(Dataset items)
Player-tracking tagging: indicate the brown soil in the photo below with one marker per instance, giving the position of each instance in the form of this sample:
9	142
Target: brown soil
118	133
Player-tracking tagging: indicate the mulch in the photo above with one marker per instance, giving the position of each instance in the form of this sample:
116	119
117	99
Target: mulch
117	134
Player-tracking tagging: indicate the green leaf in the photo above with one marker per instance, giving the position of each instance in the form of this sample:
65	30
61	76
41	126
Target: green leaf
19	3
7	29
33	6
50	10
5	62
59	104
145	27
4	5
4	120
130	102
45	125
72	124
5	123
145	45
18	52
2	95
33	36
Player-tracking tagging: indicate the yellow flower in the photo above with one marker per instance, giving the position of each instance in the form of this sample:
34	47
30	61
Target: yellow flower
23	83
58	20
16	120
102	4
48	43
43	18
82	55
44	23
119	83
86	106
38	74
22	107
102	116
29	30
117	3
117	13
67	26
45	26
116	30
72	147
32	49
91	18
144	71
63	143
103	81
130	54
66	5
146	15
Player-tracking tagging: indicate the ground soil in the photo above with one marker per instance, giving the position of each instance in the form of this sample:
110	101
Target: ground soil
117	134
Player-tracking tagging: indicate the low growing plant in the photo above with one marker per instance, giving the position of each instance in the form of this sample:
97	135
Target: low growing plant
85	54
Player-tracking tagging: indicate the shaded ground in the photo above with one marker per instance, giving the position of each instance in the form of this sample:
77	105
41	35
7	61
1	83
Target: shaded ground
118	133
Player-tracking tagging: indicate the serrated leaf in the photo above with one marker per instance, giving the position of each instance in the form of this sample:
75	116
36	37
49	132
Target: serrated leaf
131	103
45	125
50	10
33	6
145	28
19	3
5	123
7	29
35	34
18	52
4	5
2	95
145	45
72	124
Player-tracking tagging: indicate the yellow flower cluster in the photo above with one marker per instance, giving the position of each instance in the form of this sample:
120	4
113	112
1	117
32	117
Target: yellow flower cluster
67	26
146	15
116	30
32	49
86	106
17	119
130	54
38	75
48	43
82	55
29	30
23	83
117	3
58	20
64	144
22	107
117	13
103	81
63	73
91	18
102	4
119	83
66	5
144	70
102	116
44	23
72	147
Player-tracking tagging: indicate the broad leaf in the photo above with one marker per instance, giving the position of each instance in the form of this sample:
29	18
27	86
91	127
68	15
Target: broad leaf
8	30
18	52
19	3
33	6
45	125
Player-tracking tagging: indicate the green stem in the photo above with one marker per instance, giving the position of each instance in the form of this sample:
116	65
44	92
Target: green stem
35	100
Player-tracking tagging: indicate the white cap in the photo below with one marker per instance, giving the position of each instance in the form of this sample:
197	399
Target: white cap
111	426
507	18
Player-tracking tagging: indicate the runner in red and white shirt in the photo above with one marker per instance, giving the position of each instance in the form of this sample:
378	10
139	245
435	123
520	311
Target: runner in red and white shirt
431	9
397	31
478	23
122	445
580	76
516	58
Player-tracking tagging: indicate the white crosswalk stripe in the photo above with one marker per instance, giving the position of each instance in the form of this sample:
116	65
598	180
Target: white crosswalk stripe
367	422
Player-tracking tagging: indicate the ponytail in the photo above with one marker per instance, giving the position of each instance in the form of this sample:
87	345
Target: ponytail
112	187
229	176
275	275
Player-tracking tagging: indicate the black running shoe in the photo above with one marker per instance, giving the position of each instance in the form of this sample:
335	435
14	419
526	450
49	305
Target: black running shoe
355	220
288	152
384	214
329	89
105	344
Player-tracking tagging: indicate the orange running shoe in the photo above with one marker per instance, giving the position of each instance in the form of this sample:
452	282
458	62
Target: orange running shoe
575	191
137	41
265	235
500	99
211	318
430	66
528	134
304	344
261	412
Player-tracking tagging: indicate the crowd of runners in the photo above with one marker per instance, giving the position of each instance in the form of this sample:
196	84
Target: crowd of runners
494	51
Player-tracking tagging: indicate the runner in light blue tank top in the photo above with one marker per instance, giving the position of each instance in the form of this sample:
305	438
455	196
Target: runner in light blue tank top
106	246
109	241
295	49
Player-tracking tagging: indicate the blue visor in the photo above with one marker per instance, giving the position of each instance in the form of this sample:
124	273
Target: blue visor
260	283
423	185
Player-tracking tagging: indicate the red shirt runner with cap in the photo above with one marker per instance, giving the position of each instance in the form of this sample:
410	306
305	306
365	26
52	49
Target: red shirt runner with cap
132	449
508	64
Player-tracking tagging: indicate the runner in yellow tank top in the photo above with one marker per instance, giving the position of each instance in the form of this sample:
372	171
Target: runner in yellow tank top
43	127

> WHAT THIS TASK INVOLVES:
Give the data again. Keep every line identical.

> TASK SOLUTION:
Player-tracking tagging: indicate the brown soil in the photo below with one marker per instance, giving the position of each instance in the form of this sample:
9	142
Target: brown soil
118	133
Player-tracking tagging: indicate the mulch in the photo above with one marker per instance, giving the position of each instance in the form of this sample:
116	119
117	99
Target: mulch
117	134
Player-tracking tagging: indicate the green leaf in the photo above with one marker per instance, giving the position of each instance in the form of this sample:
65	30
61	76
41	126
Target: green leaf
19	3
7	29
33	6
50	10
5	62
59	104
145	27
4	5
4	120
130	102
45	125
72	124
5	123
145	45
18	52
2	95
33	36
Player-tracking tagging: indicate the yellow flower in the photo above with one marker per instance, giving the position of each instance in the form of this sample:
34	47
30	61
Target: yellow flower
23	83
58	20
16	120
102	4
48	43
43	18
82	55
44	23
119	83
86	106
38	74
22	107
102	116
29	30
117	3
117	13
67	26
45	26
116	30
72	147
32	49
91	18
144	71
63	143
103	81
130	54
66	5
146	15
Player-tracking tagging: indicate the ground soil in the photo above with one marker per instance, giving the position of each instance in the form of this sample:
110	101
Target: ground soil
117	134
Player-tracking tagging: indicate the low growing plant in the photo above with one marker per instance, giving the position of each instance in the form of this sample:
97	135
Target: low growing plant
85	54
Player-tracking tagging: indicate the shaded ground in the photo above with one marker per instance, giving the position of each instance in the form of this sample:
77	105
41	35
7	61
1	83
Target: shaded ground
118	133
Player-tracking tagging: indicate the serrated leaf in the photo above with one marker per instance, giving the position of each instance in the form of this sample:
75	116
36	37
49	132
Target: serrated leaf
131	103
45	125
50	10
33	6
145	28
19	3
5	123
7	29
35	34
18	52
4	5
2	95
145	45
72	124
Player-tracking tagging: indicate the yellow flower cluster in the photo above with one marker per instance, giving the position of each instance in the form of this sample:
120	4
113	112
1	117
32	117
Target: yellow flower cluster
67	26
146	15
116	30
32	49
86	106
17	119
130	54
38	75
48	43
82	55
29	30
23	83
117	3
58	20
64	144
22	107
117	13
103	81
63	73
91	18
102	4
119	83
66	5
144	70
102	116
44	23
72	147
Player-tracking tagging: indicate the broad leaf in the photo above with one marker per instance, giving the position of each instance in the form of this sample:
29	18
27	86
91	127
68	15
Target: broad leaf
8	30
18	52
19	3
33	6
45	125
Player-tracking tagging: indicate the green stem in the photo above with one marker per instance, giving the position of each instance in the form of this sample:
116	65
44	92
Target: green stem
35	100
Player-tracking tagging: indicate the white cap in the photo below with one marker per instance, giving the position of each instance in the form of this sample:
197	399
Target: white cap
111	426
507	18
Player-tracking tagging: indicate the runner in red and white shirt in the photo above with one marker per instance, giving the position of each instance in the form of this sample:
378	10
139	245
435	123
520	311
Target: runner in red and white shirt
431	9
397	31
478	23
122	445
580	76
516	58
Player-tracking tagging: indicate the white crosswalk stripe in the photo above with one marker per instance, giving the position of each instance in the form of this sample:
116	65
598	180
Target: white crosswalk stripe
367	422
Player-tracking tagging: indicate the ponytail in the photo above with one marker per instance, giving the position of each instance in the form of this sample:
87	345
Target: ponytail
112	187
229	176
275	275
Player-tracking tagging: indicate the black running shoe in the photo above with one marker per instance, giving the position of each instance in the form of this sample:
335	435
14	419
526	450
49	305
Target: black running shoe
355	220
288	152
384	214
329	89
105	344
Player-tracking tagging: indicate the orange running shoe in the photo above with one marker per instance, giving the position of each instance in the form of this sample:
452	282
458	62
Target: orange running shoe
575	191
137	41
265	235
500	99
211	318
430	66
528	134
304	344
261	412
Player-tracking tagging: indicate the crowd of runners in the photo above with one marker per instance, giving the position of each instance in the form of this sample:
196	84
Target: crowd of runners
494	51
Player-tracking tagging: indicate the runner in light blue tank top in the photo above with one marker per instance, giving the position of each instance in the form of this sample:
305	438
455	196
Target: runner in light blue tank top
106	246
109	241
295	49
Player-tracking tagging: indicate the blue visor in the photo above with one marker per instance, giving the position of each instance in the form of this sample:
124	273
Target: blue visor
260	283
423	185
Player-tracking tagging: indicate the red shirt runner with cap in the photo above with one marker per instance, giving the position of each instance in the form of this sample:
410	306
305	306
365	26
52	49
Target: red shirt runner with cap
132	449
508	64
Player-tracking tagging: indicate the runner in yellow tank top in the photo above with one marker per instance, giving the position of each instance in the form of this sample:
372	171
Target: runner in yellow tank top
43	127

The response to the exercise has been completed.